▸ **RECORD EXCERPTS**:
┄┄┄┄┄┄

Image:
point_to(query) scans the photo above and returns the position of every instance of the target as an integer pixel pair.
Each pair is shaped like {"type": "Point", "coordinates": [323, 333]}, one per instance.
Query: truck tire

┄┄┄┄┄┄

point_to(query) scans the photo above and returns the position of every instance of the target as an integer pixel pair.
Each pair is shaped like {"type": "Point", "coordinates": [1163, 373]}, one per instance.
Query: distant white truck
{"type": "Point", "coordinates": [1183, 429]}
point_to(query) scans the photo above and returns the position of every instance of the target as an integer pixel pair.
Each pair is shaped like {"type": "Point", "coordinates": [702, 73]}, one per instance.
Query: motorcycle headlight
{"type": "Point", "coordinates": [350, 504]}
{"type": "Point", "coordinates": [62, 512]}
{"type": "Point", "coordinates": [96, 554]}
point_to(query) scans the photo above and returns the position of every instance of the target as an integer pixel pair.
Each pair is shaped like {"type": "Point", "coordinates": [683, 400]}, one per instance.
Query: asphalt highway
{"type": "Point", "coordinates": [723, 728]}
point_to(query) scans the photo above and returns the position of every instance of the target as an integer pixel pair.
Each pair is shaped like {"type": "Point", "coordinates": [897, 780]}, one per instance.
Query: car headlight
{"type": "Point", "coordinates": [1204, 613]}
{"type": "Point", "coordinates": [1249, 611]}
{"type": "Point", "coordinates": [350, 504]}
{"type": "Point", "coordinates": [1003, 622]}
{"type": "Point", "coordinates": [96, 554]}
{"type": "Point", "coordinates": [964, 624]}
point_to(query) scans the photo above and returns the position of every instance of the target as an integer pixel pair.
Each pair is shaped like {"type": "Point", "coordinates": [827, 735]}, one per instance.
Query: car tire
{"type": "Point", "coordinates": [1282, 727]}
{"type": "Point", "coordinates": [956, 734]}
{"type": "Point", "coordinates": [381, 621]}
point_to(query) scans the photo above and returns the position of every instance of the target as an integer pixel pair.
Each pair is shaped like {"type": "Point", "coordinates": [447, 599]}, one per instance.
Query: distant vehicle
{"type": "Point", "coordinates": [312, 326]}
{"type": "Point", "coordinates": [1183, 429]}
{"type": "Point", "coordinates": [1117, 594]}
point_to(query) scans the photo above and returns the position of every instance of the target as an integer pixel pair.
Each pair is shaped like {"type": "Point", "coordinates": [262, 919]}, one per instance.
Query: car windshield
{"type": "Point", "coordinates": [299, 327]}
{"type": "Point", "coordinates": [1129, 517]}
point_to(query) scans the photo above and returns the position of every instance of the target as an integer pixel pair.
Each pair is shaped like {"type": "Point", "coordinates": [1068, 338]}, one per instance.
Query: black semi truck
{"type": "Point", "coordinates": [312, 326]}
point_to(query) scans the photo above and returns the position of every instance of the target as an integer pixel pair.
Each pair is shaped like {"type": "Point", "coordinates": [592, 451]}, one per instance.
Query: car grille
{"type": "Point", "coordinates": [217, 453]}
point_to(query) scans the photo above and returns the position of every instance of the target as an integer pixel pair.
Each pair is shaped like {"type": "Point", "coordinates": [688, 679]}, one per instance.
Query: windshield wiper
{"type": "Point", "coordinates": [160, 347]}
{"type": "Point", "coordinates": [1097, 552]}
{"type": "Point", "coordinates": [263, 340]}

┄┄┄┄┄┄

State how many lines above contain the word "headlight", with uppercase and lowercase letters counted as different, and reply with the number alone.

▸ **RESPONSE FOR THIS EXERCISE**:
2